TASK PROMPT:
Transcribe all the entries word for word, omitting any pictures they contain.

Rows from a pointing dataset:
※

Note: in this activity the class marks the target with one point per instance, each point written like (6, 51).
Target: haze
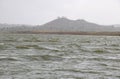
(105, 12)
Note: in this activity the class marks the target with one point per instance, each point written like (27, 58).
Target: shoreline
(69, 33)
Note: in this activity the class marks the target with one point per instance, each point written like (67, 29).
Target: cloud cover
(41, 11)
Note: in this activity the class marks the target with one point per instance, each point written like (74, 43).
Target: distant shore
(70, 33)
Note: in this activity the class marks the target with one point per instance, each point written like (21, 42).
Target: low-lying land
(72, 33)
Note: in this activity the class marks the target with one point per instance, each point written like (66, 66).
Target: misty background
(37, 12)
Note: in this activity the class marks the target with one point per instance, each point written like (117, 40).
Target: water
(37, 56)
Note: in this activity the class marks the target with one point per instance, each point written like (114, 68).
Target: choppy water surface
(33, 56)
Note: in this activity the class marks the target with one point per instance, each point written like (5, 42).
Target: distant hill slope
(64, 24)
(61, 25)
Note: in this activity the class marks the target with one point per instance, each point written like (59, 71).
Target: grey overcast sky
(103, 12)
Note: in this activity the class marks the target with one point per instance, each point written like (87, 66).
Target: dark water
(59, 57)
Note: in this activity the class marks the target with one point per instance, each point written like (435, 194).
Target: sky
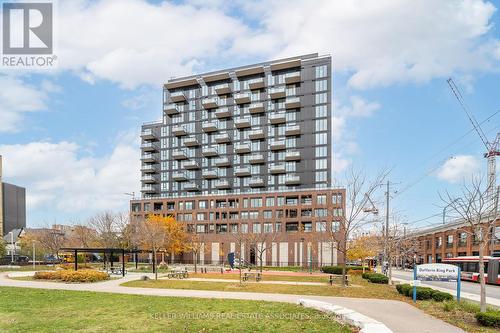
(71, 135)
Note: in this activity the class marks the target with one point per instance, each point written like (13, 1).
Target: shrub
(333, 269)
(73, 276)
(440, 296)
(489, 318)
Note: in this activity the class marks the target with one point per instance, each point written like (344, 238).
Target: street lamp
(11, 247)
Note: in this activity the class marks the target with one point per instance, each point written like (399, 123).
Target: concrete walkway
(400, 317)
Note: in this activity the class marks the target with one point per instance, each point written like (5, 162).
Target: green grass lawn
(40, 310)
(236, 276)
(362, 288)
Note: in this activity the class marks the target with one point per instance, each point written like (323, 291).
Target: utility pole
(386, 229)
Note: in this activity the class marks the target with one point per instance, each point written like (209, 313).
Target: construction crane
(492, 147)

※

RESPONSE TO THE EXERCISE:
Note: in this activity the class marks the target with one point per instance, each point written like (6, 51).
Target: haze
(105, 12)
Note: in this activity the class marks the target with one point per instance, each point written like (27, 58).
Target: shoreline
(69, 33)
Note: in this activity the class marks the target with one point per instance, each point written like (67, 29).
Target: cloud cover
(41, 11)
Note: in this activity the class marks the target with one point per instance, each point written like (74, 43).
Target: distant shore
(70, 33)
Note: in this activity the class marks the target with one point per instance, each point written like (21, 42).
Target: low-lying land
(72, 33)
Note: in this activity the class marks the target with one point per instance, each point written like (66, 66).
Target: misty background
(37, 12)
Note: in this activity the class marks the target with one point per instance, each point written like (117, 40).
Target: water
(37, 56)
Note: in this activity the class marks the target with one point per instance, each point written like (114, 68).
Target: choppy water surface
(33, 56)
Note: in this activity the class marks the target with one point per instance, each point written like (5, 42).
Target: distant hill slope
(64, 24)
(61, 25)
Note: in this activity the class marks the target with one point per instance, each point written like (59, 71).
Target: grey overcast sky
(103, 12)
Note: in this activity the class marks the target with one point per instance, each point written like (87, 66).
Target: dark water
(59, 57)
Note: in this activity the class marks the target with one point per instance, each point written like (435, 194).
Target: sky
(71, 135)
Note: in this activity the class marks the target with one point per instance, each point written like (13, 1).
Target: shrub
(333, 269)
(73, 276)
(440, 296)
(489, 318)
Note: in this activity the class marks the target with one point per instance, each point written like (344, 238).
Target: street lamp
(11, 247)
Note: in this activity the class marks the target with one point per instance, each point written like (399, 123).
Target: concrete walkway
(400, 317)
Note: in this activity the class marks the target with one point per instance, each point written like (5, 162).
Target: green grass lawn
(40, 310)
(236, 276)
(362, 288)
Note: in this activity the class marks the target with one point per instance, each point written like (323, 291).
Target: utility pole
(386, 229)
Note: in this activity the class marks the target with one point per instance, each point written like (209, 313).
Target: construction crane
(492, 147)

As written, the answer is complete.